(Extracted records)
++++++
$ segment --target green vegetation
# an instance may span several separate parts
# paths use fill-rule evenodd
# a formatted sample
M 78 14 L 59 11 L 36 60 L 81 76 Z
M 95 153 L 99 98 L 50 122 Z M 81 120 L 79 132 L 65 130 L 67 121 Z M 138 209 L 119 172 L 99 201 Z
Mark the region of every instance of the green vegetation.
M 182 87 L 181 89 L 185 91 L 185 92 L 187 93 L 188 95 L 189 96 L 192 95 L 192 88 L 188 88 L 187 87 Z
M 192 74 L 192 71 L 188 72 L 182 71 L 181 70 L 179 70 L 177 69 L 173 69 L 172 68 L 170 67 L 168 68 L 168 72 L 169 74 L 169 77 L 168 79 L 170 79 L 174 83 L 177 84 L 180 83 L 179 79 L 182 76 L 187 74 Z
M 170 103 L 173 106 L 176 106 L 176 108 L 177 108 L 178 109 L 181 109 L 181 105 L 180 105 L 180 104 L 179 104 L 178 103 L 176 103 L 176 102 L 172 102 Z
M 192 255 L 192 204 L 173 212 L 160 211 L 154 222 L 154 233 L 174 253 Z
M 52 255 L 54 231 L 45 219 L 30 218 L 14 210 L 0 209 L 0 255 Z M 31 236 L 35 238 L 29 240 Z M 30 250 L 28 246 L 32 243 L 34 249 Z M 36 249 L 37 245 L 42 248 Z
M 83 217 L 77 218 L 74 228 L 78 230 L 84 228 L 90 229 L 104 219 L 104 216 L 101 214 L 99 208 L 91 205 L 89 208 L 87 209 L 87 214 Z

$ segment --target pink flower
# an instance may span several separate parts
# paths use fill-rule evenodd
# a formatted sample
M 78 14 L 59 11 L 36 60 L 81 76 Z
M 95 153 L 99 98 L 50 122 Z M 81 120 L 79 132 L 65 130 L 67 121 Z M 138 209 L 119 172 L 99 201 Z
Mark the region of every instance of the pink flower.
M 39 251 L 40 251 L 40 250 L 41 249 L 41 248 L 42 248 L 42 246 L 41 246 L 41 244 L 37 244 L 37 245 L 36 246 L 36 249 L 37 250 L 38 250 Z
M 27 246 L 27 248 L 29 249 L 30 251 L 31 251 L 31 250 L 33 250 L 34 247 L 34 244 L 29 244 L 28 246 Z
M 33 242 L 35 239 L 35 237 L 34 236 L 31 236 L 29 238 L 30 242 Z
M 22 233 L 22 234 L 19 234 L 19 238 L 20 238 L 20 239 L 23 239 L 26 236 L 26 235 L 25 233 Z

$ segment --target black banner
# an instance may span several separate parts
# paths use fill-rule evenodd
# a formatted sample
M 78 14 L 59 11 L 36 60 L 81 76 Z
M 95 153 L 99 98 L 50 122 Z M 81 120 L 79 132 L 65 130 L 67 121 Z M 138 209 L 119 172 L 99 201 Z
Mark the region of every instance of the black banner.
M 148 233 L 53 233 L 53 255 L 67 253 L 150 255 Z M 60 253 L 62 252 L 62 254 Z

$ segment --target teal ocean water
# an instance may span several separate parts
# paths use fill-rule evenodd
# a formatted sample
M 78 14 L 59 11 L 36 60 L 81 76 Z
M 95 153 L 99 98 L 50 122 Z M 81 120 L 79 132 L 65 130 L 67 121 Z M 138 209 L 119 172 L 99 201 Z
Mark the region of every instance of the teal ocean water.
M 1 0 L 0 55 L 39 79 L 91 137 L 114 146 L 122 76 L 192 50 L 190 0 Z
++++++
Reproduce all of the lines above, substituting "reference sample" for each occurrence of "formatted sample" and leaving everything else unchanged.

$ segment --target green vegetation
# an instance may span several separate parts
# paths use fill-rule evenodd
# a reference sample
M 78 14 L 59 11 L 36 60 L 81 76 Z
M 95 153 L 99 98 L 50 122 Z M 81 120 L 79 132 L 65 130 L 67 121 Z M 138 209 L 119 172 L 99 201 Z
Mark the region of every instance of the green vegetation.
M 182 87 L 181 89 L 185 91 L 185 92 L 187 93 L 188 95 L 189 96 L 192 95 L 192 88 L 188 88 L 187 87 Z
M 192 74 L 192 71 L 188 72 L 182 71 L 181 70 L 179 70 L 177 69 L 173 69 L 172 68 L 170 67 L 168 68 L 168 72 L 169 74 L 169 77 L 168 79 L 170 79 L 174 83 L 177 84 L 180 83 L 179 79 L 182 76 L 187 74 Z
M 170 103 L 173 106 L 176 106 L 176 108 L 177 108 L 178 109 L 181 109 L 181 105 L 180 105 L 180 104 L 179 104 L 178 103 L 176 103 L 176 102 L 172 102 Z
M 192 255 L 192 204 L 173 212 L 160 211 L 154 222 L 154 233 L 174 253 Z
M 52 255 L 54 231 L 45 219 L 30 218 L 14 210 L 0 209 L 0 255 Z M 31 236 L 35 238 L 29 240 Z M 30 250 L 28 246 L 32 243 L 34 249 Z M 36 249 L 37 245 L 42 248 Z
M 83 217 L 77 218 L 74 228 L 78 230 L 84 228 L 90 229 L 104 219 L 104 216 L 101 214 L 99 208 L 91 205 L 89 208 L 87 209 L 87 214 Z

$ segment --target pink flower
# an instance may span several separate parts
# paths use fill-rule evenodd
# a reference sample
M 78 14 L 59 11 L 36 60 L 81 76 Z
M 95 153 L 99 98 L 50 122 Z M 81 120 L 79 132 L 65 130 L 67 121 Z M 138 209 L 119 172 L 99 201 Z
Mark the region of every instance of the pink flower.
M 39 251 L 40 251 L 40 250 L 41 249 L 41 248 L 42 248 L 42 246 L 41 246 L 41 244 L 37 244 L 37 245 L 36 246 L 36 249 L 37 250 L 38 250 Z
M 27 246 L 27 248 L 29 249 L 30 251 L 31 251 L 31 250 L 33 250 L 34 247 L 34 244 L 29 244 L 28 246 Z
M 33 242 L 35 239 L 35 237 L 34 236 L 31 236 L 29 238 L 30 242 Z
M 22 233 L 22 234 L 19 234 L 19 238 L 20 238 L 20 239 L 23 239 L 26 236 L 26 235 L 25 233 Z

$ segment --target black banner
# an instance may span several separate parts
# paths use fill-rule evenodd
# a reference sample
M 78 14 L 59 11 L 36 60 L 81 76 Z
M 95 153 L 99 98 L 50 122 Z M 81 120 L 79 132 L 65 130 L 67 121 Z M 138 209 L 119 172 L 99 201 Z
Mark the region of every instance of the black banner.
M 148 233 L 53 233 L 53 255 L 67 253 L 150 255 Z M 60 253 L 62 252 L 62 254 Z

$ segment --target teal ocean water
# an instance may span several separate parts
# paths use fill-rule evenodd
# a reference sample
M 78 14 L 59 11 L 36 60 L 81 76 Z
M 95 153 L 99 98 L 50 122 Z M 81 120 L 79 132 L 65 130 L 67 121 Z M 138 209 L 119 172 L 99 201 Z
Mark the region of every instance of the teal ocean water.
M 1 0 L 0 55 L 39 79 L 91 137 L 114 146 L 122 76 L 192 50 L 190 0 Z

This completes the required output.